* [DOCUMENT]:

- Died: 24 February 1710 Bath, Somerset
- Allegiance: Kingdom of Great Britain
- Branch: Royal Navy
- Service years: 1695–1710
- Rank: Captain
- Commands: HMS Resolution
- Conflicts: War of the Spanish Succession
- Relations: Charles Mordaunt, 3rd Earl of Peterborough (father)

= Henry Mordaunt (Royal Navy officer) =

Royal Navy officer (1682–1710)

Henry Mordaunt (c. 1682 - 24 February 1710) was a Royal Navy officer and Whig politician who sat in the English and British House of Commons from 1705 to 1710. He commanded a 70-gun ship of the line during the War of the Spanish Succession and being set upon by a superior French force, showed great courage in ensuring that his ship did not fall into enemy hands.

==Early life==
Mordaunt was born in about 1682, the youngest son of Charles Mordaunt, 3rd Earl of Peterborough and his first wife Carey Fraser, daughter of Sir Alexander Fraser, 1st Baronet, of Dores, Inverness. By 1691 he had a role in the Queen's household which he held to 1694. In 1695, he was commissioned as a lieutenant in the Royal Navy.

* [CHALLENGE A]: In the Henry Mordaunt article, explain why the text credits Mordaunt with great courage.

Dataset records:
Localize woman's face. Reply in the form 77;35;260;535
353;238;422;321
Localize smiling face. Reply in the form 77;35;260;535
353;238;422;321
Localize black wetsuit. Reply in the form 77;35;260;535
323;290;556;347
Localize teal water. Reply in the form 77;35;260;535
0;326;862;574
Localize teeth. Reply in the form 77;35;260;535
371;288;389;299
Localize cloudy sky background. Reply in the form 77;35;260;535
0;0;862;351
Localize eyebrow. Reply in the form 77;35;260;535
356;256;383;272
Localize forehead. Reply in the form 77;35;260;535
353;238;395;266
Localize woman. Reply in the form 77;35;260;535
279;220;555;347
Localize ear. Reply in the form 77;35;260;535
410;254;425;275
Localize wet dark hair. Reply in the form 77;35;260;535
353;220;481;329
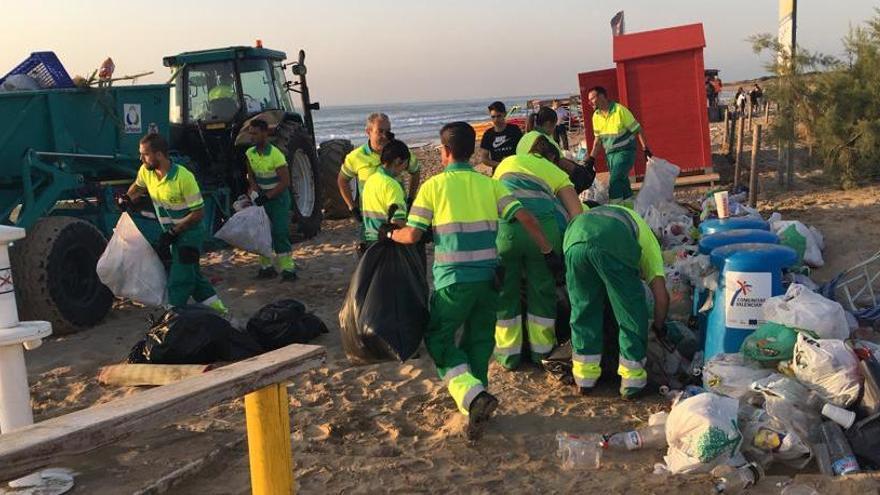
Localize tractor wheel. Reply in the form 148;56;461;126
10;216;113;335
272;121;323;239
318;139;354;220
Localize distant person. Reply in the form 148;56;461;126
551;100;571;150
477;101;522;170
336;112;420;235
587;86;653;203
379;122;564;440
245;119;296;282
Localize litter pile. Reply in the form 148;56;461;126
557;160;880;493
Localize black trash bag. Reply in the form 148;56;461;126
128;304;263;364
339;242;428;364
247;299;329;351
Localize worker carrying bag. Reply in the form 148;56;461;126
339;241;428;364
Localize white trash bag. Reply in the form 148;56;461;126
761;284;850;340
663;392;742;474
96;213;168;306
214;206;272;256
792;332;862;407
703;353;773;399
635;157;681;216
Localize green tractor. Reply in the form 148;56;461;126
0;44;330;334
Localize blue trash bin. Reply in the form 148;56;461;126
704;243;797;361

* * *

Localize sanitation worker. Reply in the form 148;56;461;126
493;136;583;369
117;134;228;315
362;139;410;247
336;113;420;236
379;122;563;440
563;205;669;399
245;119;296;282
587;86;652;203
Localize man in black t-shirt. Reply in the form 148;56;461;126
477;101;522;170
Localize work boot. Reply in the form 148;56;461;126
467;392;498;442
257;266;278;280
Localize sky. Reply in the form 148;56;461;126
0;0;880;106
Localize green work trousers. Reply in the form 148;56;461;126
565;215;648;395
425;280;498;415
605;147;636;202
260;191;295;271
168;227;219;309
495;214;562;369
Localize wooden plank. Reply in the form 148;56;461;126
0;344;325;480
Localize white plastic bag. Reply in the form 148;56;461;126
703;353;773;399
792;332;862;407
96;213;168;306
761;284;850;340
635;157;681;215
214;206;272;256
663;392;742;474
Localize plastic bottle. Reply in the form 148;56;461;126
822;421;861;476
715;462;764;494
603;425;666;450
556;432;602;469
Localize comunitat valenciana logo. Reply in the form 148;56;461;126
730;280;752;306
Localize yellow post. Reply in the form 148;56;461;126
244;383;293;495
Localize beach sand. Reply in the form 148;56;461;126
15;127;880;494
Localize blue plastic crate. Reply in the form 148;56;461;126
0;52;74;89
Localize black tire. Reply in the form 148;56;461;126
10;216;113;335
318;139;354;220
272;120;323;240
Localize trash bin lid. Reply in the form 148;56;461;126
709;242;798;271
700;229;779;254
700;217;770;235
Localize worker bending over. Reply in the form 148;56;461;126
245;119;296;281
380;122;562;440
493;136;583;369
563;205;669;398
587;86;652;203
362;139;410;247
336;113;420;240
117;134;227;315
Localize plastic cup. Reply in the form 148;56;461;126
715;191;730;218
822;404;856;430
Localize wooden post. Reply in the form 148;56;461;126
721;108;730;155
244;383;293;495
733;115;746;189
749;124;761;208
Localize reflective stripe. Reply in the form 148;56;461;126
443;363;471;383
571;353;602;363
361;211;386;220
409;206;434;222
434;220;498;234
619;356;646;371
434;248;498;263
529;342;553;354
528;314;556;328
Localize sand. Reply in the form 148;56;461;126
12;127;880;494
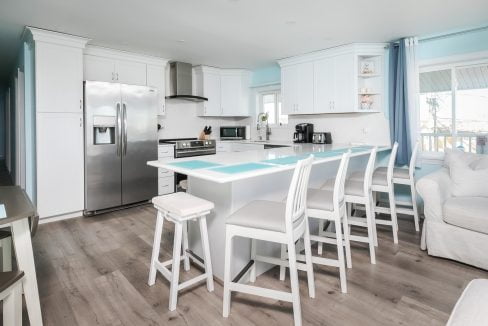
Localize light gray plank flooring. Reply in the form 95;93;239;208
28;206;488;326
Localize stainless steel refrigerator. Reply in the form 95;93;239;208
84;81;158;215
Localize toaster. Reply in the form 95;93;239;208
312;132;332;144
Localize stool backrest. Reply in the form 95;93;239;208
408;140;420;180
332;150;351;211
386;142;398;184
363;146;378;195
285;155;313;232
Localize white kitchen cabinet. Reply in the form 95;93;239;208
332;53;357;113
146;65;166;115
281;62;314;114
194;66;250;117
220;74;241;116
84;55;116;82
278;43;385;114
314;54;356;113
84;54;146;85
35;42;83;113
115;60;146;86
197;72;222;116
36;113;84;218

* [CHALLENGE B]: Format the entries starting with the line that contains "Localize white kitchen" and going on through the line that contains "36;113;84;218" as a two-column CSV with the columns request and answer. Use one row per entry, put each value in a single quoted field, and turn line breaks into spaces.

* [EXPECTED OUTPUT A]: He commanded a 70-gun ship of the line in the War of the Spanish Succession and was set upon by a superior French force. He made sure his ship did not fall into enemy hands, and the text says this showed great courage.

* [EXPECTED OUTPUT B]:
request,answer
"Localize white kitchen cabinet. Reply in the form 95;93;239;208","332;53;357;113 146;65;166;115 281;62;314;114 194;66;250;117 220;74;241;116 84;55;116;82 278;43;385;114 314;54;356;113 84;54;146;85 35;42;83;113 115;60;146;86 197;72;222;116 36;113;84;218"